**Brief**
Taking the line with "Objective — one point on each instance of the curly" as the first and the line with "Objective — one point on each instance of the nose" as the last, set down the lines below exactly, pictures excluded.

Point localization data
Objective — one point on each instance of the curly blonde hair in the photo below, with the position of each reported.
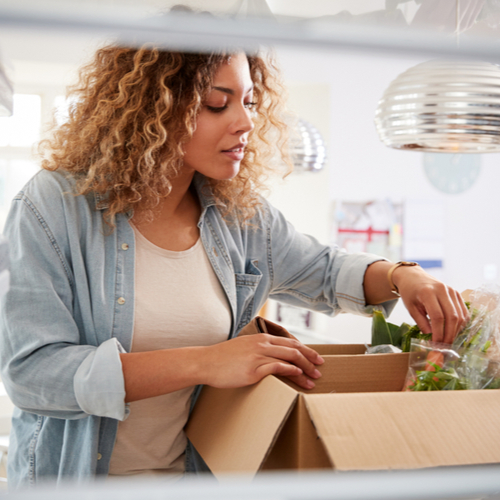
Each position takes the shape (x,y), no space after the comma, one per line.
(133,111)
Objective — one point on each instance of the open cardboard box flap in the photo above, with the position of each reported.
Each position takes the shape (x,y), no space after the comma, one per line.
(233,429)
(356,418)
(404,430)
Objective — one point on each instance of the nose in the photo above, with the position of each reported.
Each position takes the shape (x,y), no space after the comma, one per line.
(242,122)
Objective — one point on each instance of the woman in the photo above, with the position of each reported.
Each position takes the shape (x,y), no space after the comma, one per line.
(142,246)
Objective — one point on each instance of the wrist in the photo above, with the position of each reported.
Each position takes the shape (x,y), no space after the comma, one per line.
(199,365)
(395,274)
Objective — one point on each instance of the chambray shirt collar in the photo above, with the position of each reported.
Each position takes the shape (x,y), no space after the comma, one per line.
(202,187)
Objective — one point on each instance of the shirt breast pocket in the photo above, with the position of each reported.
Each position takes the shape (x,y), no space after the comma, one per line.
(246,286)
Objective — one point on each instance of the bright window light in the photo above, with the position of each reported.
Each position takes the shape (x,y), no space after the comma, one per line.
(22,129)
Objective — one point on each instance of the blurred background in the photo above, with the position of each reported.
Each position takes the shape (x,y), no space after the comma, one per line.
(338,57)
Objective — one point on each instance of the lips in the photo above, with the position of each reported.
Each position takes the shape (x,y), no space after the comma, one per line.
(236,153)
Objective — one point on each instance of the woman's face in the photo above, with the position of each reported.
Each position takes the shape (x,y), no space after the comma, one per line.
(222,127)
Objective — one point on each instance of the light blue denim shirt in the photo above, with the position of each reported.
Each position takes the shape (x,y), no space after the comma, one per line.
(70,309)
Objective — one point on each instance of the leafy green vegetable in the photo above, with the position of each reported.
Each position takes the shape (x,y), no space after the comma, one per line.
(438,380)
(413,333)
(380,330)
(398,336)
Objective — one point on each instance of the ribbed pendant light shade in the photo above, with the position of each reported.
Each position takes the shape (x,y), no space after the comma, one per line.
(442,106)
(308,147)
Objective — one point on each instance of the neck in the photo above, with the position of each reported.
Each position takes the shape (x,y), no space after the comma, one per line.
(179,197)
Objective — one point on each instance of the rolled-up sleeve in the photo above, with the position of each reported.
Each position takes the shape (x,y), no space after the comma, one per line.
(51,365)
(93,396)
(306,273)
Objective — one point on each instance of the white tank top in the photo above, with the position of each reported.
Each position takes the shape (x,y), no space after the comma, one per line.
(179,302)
* * *
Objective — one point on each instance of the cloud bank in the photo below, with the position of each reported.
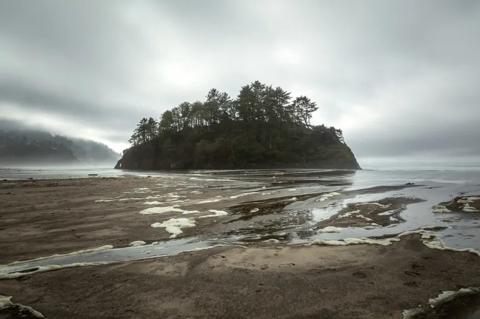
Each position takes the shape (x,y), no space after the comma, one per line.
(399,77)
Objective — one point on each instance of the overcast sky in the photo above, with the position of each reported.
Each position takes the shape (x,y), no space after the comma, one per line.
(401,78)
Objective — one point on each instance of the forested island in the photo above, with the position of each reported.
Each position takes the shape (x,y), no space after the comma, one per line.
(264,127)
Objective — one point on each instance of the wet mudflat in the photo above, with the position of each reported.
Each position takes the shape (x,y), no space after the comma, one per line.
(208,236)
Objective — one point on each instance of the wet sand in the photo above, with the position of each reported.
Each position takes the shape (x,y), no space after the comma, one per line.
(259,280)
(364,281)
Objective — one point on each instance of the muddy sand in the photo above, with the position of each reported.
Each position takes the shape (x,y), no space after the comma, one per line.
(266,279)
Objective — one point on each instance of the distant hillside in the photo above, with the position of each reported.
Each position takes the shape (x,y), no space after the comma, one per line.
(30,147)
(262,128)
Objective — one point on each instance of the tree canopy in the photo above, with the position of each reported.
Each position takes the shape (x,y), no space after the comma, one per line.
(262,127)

**The completed task**
Objective — one point on each instance of the curly blonde hair in the photo below, with the position of each reported.
Each position takes the shape (x,y), no space after the comma, one per line.
(133,111)
Objective — one point on each instance of the open cardboard box flap in the photo above, with the position of each reported.
Each position takes the shape (x,y), no space after the comma, one per line.
(233,429)
(356,418)
(404,430)
Objective — one point on each instance of the nose in the photo above, with the position of each reported.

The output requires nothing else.